##### DATA FOR THIS TASK

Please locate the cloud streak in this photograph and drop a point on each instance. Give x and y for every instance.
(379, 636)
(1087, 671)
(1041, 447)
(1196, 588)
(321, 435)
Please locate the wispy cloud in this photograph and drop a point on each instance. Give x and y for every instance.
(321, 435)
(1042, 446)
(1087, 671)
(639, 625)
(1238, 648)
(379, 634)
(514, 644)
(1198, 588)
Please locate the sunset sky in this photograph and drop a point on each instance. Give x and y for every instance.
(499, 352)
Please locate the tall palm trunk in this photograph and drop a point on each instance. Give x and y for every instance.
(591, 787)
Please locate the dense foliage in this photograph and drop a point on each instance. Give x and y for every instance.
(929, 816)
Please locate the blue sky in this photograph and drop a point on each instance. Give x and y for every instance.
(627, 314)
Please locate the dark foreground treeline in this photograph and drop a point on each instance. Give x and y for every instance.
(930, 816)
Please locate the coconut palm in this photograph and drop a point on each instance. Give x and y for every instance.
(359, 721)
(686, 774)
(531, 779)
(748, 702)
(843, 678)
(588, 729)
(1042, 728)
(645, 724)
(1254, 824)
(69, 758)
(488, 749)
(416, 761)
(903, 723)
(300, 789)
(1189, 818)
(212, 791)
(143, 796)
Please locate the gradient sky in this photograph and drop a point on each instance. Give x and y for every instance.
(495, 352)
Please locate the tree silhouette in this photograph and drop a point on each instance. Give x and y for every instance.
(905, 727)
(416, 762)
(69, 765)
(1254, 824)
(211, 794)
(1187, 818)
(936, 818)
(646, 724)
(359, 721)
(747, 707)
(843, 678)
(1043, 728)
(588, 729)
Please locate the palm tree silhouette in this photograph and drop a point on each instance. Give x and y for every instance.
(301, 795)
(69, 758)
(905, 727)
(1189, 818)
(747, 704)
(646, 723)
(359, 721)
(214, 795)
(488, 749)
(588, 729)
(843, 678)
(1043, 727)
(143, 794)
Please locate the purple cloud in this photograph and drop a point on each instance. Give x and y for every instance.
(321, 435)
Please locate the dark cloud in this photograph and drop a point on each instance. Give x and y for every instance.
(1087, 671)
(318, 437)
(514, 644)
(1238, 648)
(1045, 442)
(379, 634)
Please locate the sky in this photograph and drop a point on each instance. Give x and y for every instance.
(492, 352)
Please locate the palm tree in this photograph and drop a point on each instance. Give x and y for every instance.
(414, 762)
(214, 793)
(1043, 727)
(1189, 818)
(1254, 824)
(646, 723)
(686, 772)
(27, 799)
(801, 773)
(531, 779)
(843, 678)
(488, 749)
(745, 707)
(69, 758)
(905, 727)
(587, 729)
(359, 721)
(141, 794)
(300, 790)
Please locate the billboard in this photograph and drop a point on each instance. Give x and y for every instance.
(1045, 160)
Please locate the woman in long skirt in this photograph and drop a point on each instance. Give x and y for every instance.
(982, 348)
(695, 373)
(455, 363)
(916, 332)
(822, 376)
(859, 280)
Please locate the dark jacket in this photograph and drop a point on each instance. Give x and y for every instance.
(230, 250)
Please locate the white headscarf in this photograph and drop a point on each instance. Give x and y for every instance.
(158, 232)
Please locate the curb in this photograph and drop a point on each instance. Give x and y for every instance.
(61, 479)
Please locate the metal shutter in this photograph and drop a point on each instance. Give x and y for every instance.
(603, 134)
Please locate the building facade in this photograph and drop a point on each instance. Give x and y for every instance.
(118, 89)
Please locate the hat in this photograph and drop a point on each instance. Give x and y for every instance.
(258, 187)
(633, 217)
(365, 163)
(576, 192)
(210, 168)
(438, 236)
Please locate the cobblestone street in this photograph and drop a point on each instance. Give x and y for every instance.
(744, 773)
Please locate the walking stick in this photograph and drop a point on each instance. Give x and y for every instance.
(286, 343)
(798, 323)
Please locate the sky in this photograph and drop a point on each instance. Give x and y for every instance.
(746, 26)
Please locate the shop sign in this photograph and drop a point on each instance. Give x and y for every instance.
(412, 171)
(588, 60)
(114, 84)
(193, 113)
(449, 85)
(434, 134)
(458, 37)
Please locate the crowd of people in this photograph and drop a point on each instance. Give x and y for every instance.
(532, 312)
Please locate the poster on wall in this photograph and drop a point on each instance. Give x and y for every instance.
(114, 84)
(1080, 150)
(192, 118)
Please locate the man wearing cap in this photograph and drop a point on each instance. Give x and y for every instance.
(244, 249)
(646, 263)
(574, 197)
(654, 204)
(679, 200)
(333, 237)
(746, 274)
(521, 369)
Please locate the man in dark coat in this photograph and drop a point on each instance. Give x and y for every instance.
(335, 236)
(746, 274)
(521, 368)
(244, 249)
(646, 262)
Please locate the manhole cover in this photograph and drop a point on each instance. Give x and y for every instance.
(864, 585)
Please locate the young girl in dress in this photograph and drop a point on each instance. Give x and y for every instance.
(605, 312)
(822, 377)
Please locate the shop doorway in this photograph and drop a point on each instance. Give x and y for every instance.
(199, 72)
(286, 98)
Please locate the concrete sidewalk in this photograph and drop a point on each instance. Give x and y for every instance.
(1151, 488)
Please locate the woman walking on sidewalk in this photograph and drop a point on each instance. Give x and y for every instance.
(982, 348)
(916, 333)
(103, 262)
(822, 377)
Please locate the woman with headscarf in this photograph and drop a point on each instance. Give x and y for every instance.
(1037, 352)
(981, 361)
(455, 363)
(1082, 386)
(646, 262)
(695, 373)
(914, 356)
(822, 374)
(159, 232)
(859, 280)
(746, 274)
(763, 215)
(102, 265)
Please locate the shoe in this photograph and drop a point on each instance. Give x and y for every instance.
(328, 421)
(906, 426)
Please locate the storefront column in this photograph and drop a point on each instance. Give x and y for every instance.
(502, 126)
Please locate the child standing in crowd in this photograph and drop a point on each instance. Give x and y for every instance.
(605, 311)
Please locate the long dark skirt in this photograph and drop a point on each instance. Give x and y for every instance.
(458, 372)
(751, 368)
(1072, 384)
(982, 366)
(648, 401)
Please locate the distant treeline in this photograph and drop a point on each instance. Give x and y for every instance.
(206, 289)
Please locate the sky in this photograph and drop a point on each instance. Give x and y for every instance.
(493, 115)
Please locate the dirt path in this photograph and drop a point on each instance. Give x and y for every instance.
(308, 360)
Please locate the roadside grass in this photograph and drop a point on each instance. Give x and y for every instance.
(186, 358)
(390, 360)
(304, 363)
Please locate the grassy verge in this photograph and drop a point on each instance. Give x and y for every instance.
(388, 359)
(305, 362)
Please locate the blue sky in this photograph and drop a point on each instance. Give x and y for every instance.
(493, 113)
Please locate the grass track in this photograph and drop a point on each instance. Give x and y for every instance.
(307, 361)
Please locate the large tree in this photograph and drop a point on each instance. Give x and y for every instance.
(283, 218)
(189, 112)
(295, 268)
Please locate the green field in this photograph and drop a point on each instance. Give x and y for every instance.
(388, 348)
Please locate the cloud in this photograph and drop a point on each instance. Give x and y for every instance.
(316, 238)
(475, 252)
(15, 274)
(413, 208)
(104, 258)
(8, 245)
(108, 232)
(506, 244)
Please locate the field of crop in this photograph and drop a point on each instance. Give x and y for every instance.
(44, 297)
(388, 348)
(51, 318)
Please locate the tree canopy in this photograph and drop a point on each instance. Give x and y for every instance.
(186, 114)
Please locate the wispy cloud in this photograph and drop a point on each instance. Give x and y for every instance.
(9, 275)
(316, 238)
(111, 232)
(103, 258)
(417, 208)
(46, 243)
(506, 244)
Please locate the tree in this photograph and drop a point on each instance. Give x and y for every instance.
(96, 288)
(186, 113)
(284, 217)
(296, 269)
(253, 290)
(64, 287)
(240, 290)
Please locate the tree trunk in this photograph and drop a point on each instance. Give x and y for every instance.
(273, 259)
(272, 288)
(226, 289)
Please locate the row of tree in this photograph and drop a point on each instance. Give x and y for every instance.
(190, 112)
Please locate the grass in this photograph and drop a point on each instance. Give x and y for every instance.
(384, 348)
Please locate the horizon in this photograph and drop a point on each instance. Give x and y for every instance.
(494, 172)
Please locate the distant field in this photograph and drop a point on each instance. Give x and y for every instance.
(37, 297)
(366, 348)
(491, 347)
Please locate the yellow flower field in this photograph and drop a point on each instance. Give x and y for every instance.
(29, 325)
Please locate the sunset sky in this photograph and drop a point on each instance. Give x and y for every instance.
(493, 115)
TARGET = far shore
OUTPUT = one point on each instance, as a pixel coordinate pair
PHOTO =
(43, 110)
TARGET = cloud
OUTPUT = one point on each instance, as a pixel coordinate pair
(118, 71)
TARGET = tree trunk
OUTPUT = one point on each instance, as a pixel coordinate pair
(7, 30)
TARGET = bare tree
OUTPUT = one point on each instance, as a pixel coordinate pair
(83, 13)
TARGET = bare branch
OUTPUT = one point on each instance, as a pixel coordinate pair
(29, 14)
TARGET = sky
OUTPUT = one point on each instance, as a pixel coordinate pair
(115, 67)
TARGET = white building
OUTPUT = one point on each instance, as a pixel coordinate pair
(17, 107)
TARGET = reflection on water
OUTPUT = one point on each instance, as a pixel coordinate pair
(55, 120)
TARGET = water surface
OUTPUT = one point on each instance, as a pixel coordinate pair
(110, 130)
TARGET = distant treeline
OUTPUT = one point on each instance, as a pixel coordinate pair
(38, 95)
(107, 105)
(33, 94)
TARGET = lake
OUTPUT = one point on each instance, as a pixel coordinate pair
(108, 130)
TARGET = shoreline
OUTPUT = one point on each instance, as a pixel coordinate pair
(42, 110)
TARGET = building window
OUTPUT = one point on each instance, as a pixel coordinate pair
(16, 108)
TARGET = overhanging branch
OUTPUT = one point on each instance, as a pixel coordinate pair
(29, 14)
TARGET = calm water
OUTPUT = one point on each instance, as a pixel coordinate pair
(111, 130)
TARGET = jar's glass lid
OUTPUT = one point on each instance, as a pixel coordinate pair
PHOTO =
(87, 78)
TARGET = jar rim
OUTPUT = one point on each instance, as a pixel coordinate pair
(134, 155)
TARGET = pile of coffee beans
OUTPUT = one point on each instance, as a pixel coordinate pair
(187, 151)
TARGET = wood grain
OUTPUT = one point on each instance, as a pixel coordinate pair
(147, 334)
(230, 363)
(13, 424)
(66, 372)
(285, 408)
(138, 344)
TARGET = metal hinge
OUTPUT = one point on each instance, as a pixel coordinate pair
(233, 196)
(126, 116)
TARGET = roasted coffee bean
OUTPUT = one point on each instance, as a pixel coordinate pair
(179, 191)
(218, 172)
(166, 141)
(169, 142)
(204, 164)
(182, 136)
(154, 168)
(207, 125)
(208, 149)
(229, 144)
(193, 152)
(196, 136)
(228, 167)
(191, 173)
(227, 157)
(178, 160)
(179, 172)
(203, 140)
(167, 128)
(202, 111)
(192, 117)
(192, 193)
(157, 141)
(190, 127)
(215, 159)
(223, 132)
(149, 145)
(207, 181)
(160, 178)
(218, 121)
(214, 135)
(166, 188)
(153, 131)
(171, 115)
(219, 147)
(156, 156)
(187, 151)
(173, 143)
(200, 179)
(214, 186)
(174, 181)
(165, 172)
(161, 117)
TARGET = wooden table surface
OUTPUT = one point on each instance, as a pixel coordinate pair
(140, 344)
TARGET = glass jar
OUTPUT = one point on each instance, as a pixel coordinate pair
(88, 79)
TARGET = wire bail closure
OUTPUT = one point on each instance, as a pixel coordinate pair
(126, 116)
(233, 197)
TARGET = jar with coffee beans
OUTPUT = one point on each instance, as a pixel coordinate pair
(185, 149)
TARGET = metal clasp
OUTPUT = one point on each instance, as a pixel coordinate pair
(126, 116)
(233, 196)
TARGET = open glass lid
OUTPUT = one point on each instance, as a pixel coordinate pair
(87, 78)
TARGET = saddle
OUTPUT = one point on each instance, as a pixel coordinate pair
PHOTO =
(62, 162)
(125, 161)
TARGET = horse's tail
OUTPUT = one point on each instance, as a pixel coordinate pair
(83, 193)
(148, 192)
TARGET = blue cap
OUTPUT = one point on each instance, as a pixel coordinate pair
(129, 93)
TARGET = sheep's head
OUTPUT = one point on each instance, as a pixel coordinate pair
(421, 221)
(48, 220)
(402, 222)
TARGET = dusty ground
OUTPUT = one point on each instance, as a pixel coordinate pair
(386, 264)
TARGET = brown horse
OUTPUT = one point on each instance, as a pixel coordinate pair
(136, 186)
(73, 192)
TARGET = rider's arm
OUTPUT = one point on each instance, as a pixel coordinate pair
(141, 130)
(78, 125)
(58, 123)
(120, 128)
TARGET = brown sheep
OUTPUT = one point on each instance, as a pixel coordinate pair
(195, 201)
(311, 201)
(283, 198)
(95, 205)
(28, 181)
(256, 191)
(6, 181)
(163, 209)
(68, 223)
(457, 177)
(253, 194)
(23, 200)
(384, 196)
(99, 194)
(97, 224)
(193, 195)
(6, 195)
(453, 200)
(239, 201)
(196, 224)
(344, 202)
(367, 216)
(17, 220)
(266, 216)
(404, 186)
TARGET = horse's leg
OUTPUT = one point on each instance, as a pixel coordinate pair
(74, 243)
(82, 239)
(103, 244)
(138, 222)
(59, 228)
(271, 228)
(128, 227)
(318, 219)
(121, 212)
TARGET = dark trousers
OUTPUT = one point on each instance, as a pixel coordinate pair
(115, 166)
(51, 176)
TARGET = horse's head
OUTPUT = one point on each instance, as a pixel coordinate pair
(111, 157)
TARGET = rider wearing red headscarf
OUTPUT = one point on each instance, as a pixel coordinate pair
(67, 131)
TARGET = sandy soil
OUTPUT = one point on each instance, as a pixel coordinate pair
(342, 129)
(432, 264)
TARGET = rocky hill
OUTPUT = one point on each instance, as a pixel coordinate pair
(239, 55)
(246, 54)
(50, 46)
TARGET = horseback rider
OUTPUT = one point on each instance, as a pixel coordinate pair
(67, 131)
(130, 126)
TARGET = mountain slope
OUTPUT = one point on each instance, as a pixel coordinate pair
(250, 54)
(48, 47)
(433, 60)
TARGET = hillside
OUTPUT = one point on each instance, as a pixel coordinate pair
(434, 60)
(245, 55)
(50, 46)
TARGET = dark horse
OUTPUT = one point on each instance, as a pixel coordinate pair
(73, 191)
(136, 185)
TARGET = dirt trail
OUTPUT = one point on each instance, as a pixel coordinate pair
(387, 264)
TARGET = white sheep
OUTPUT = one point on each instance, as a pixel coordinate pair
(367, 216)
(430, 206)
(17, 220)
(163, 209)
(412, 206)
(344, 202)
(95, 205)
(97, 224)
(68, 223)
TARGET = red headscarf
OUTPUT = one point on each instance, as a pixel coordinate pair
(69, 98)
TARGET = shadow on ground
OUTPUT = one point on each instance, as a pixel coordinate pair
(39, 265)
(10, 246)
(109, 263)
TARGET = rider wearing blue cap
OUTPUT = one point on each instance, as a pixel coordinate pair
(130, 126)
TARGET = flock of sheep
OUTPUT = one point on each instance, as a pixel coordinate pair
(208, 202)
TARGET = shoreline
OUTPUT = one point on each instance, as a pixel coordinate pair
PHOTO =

##########

§ **WHAT TO PRODUCE**
Only the lines that hold the word "rider" are wanted; each should be pulled from the records.

§ **WRITTEN REPLY**
TARGET = rider's arm
TARGET = rider wearing red headscarf
TARGET = horseback rider
TARGET = rider wearing blue cap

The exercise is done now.